- [Information shown]
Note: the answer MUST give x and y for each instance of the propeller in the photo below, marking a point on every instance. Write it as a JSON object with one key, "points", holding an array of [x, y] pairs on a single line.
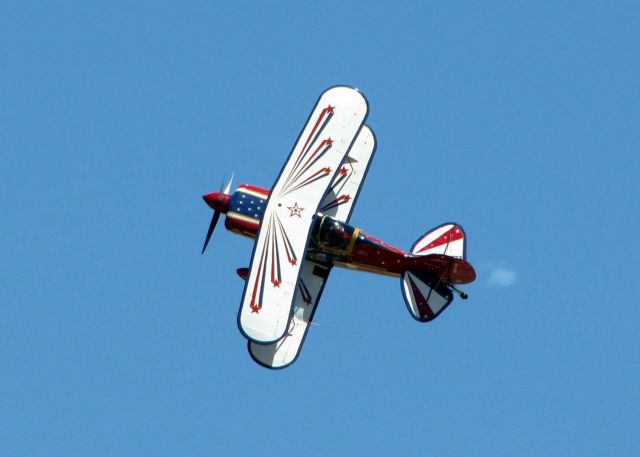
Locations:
{"points": [[215, 200]]}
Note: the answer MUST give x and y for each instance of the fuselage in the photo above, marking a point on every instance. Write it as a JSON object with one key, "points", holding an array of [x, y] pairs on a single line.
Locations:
{"points": [[333, 241]]}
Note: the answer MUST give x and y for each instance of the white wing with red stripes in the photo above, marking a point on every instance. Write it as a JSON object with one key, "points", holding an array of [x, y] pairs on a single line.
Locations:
{"points": [[338, 203], [285, 351], [294, 199]]}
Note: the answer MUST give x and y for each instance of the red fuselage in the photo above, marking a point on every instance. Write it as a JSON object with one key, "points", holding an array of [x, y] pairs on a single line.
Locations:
{"points": [[335, 242]]}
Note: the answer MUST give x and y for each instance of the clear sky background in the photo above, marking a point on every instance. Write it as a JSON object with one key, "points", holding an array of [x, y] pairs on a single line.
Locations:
{"points": [[518, 120]]}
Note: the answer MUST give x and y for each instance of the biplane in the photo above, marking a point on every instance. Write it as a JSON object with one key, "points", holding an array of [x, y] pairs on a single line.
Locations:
{"points": [[301, 231]]}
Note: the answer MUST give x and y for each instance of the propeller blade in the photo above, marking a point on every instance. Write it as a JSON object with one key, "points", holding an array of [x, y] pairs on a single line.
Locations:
{"points": [[212, 226]]}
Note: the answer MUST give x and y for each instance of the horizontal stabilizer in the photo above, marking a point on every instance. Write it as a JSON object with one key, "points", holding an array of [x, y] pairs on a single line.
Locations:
{"points": [[425, 294]]}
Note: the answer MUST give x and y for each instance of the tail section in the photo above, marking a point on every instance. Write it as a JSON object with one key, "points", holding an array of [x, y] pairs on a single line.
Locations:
{"points": [[426, 293]]}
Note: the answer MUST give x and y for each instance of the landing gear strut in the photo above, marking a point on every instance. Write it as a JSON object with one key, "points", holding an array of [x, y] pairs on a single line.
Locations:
{"points": [[462, 294]]}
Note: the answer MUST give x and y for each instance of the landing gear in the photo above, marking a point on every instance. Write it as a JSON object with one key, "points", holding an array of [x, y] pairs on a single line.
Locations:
{"points": [[460, 293]]}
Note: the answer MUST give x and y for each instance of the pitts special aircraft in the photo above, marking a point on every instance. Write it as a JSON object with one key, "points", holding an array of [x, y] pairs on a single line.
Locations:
{"points": [[301, 231]]}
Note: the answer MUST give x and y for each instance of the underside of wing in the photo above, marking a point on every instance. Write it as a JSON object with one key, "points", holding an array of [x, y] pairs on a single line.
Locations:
{"points": [[279, 249], [340, 200], [285, 351]]}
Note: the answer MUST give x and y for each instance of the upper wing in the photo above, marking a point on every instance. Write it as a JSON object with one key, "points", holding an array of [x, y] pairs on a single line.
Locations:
{"points": [[339, 204], [280, 246]]}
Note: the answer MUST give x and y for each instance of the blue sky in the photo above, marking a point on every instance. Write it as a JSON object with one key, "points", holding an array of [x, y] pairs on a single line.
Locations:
{"points": [[519, 120]]}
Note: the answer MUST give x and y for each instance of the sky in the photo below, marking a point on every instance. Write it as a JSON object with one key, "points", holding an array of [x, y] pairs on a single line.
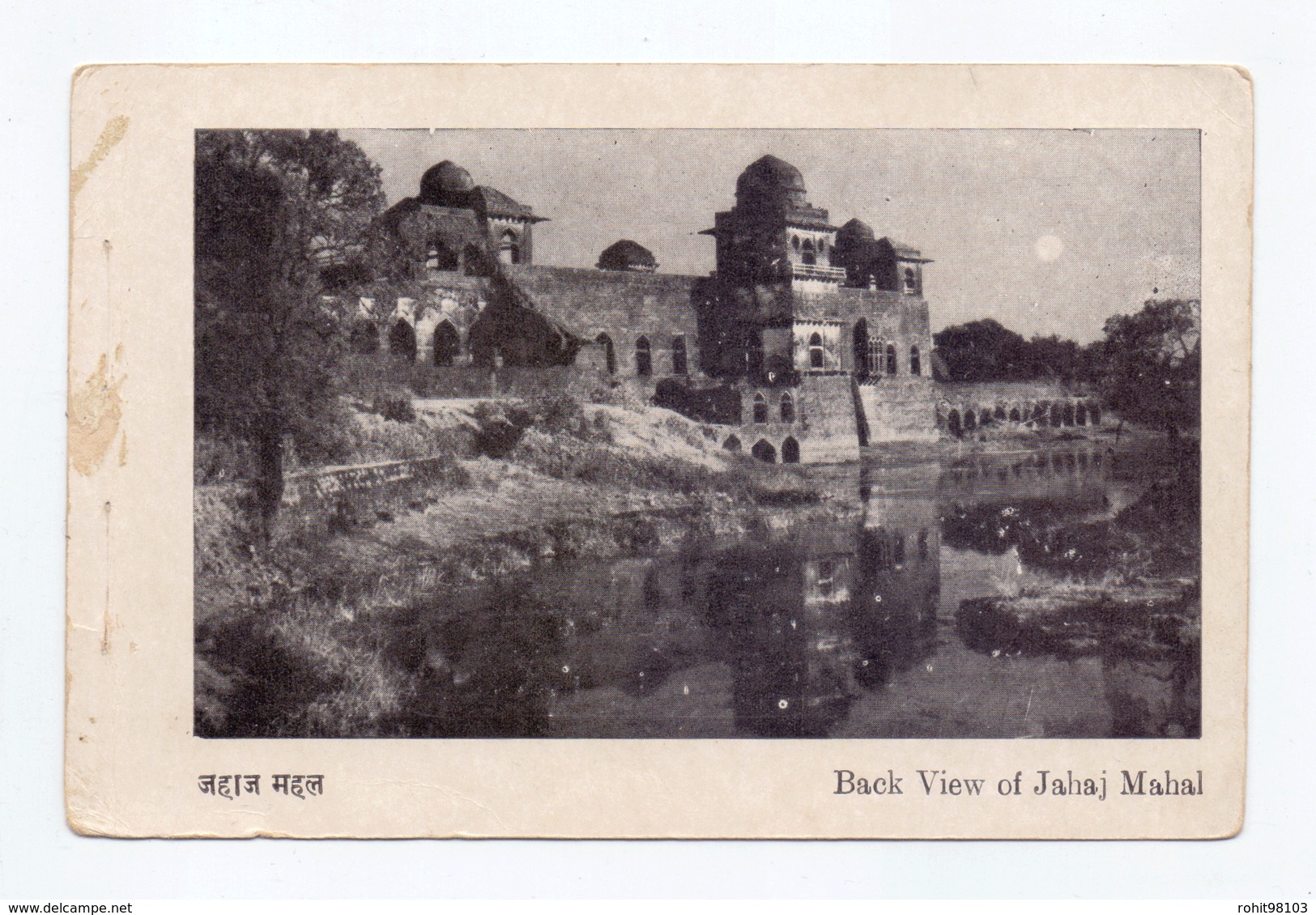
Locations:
{"points": [[1046, 231]]}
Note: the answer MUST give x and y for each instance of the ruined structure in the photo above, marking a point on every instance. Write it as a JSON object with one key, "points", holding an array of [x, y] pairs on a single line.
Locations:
{"points": [[814, 338]]}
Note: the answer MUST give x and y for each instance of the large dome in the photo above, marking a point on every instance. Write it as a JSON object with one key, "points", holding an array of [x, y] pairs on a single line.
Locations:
{"points": [[446, 185], [627, 254], [854, 231], [770, 179]]}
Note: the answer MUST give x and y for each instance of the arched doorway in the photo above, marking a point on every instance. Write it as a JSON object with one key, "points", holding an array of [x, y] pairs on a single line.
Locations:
{"points": [[953, 424], [402, 340], [448, 344], [678, 355], [610, 355], [644, 359], [509, 248], [364, 338]]}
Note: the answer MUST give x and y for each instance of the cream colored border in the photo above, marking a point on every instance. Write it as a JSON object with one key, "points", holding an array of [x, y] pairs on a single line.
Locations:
{"points": [[130, 763]]}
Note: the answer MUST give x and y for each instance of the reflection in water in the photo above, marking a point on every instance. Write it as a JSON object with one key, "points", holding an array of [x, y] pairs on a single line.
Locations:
{"points": [[837, 623]]}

- [Exercise prompt]
Restate every line above exactly, omitting images.

- [Response area]
Note: the answer MUST give x and y for each instance of the propeller in the photo below, marking a point on every instance. Write it as a JSON object with one key, "points", holding an array of [x, y] pairs on a single line.
Locations:
{"points": [[215, 200]]}
Note: the answer MUST give x and y for each instance of the fuselage in the photo above, marking a point on every instance. Write it as a JSON object with one key, "points", holding an array of [x, y] pairs on a single line.
Locations:
{"points": [[333, 241]]}
Note: the answer MUST give x and y for each instance of the white wing with red stripes in the photo above, marking a point on every instance. Write it as a JSON object with one key, "points", holding an array of [x, y] pairs on a single line.
Locations:
{"points": [[338, 203], [285, 351], [294, 199]]}
Note: the answer MUST give x and y for each instance of the red fuselage in the photo above, marking a point on every instance. Write it as a JSON object with one key, "points", holding an array of [x, y] pairs on a single line.
Locations:
{"points": [[335, 242]]}
Note: the answer MUST give x and y for each instance of the clear sky background in the photo above, marking a point on every instance. Write it as a JSON object with one key, "points", holding an array of [x, y] pairs on a single line.
Locations:
{"points": [[518, 120]]}
Note: the answer MUST give x and y for each instance of the biplane in the photo above, marking a point on every instance. Write it as a JSON object with one key, "points", holding an array of [x, y] pairs on a single line.
Locations:
{"points": [[301, 231]]}
Note: the answer MUST give x and y for each instance of the propeller blade in the photo above, marking a point on every instance. Write it as a JSON object with one key, "points", holding an array of [x, y] pairs on a single line.
Locations:
{"points": [[212, 226]]}
Note: the answer MUST give x and y for each instance of the horizontal stabilizer in the photo above, marking a point on every instance. Write it as a JSON object with one key, "points", holding an array of [x, y] pairs on a single line.
Locations:
{"points": [[425, 294]]}
Note: the answer MUST give x and y for each instance of the tail section in the photo above, marking a point on every instance. Write it as a JSON object with one key, "points", holding an array of [x, y] pairs on a single line.
Locations:
{"points": [[426, 293]]}
Note: the answer MUST give x and y for each instance of the landing gear strut in the photo above, marking a point on every instance. Write it as a JSON object with one key, "points", holding an array of [x, y] pairs on a single line.
Locations:
{"points": [[462, 294]]}
Note: the answer MUST give x and y for each instance of the landing gear in the photo above, marking a point on every instance. Write it as a JSON object with one key, "points", holding an array of [x, y] pairs on a single line.
Locations:
{"points": [[460, 293]]}
Note: the answer MUST give x and y for each instance of the pitts special aircraft in the photo above, marking a point on every instance. Write it as a JSON object with one key, "points", holding an array of [x, y] pairs on a single line.
Locations:
{"points": [[301, 231]]}
Note: the answer MUST give x and y for each instance of the underside of wing in the photo above, marking a point on every instance. Write it as a JSON object with one key, "points", holding an array of [x, y] pairs on a single line.
Locations:
{"points": [[279, 249], [340, 200], [285, 351]]}
Note: the answer MUST give x and y for each instance of the upper wing in the photo above, marking a point on every instance. Write it as a JSON object with one key, "points", holding an array of [x, y] pairs on a single line.
Locations:
{"points": [[339, 204], [280, 246]]}
Note: the answer MUST give x and y for each instance of the blue sky in the photo above, marking a point on every instance. Write it as a JSON object with one key, "points", holding an array of [x, y] pairs on a single line.
Locations:
{"points": [[519, 120]]}
Note: the answer MUST give x and y for each instance of the sky in the photo below, marking a point on every instance. Write it as a JSON object with one key, "points", holding an array of [x, y] pairs on a single line.
Locations:
{"points": [[1046, 231]]}
Note: the answer MUST give x and y for each instance of the ruined structure in the photo above, marking a point on every instance. Write it as a JSON object with one key, "points", holding an array of [x, y] pairs on a single line.
Locations:
{"points": [[814, 338]]}
Note: the answer MUST give x and y for each instance of the large dome in the photo above, marking a point on every instance. Write it as a JSON object with one key, "points", holding an array of [x, y] pairs on a single line.
Locations:
{"points": [[446, 185], [627, 254], [854, 231], [770, 179]]}
Note: the answer MUST give x and y for each instance of the arched doorway in the photo above, marking a point on every instance. Write it as a JSON object with one key, "points", holding an array of [x, y] pairs on a single line.
Locations:
{"points": [[953, 424], [402, 340], [448, 344], [678, 355], [610, 355], [644, 359], [509, 248], [364, 338]]}
Note: the answer MUST give x and y for each instance of the cream colored border in the photo above, marking a point on every instance. Write it as a JSON object with one key, "points", holding an array of [x, y] pairs on a single line.
Locations:
{"points": [[130, 763]]}
Note: the answer MUST give x and y for each instance of the reflection in water in the photo above, marking a point on every instance. Write it as a JSON object with one key, "points", holding an array of [x, y] pairs on a single line.
Locations:
{"points": [[837, 623]]}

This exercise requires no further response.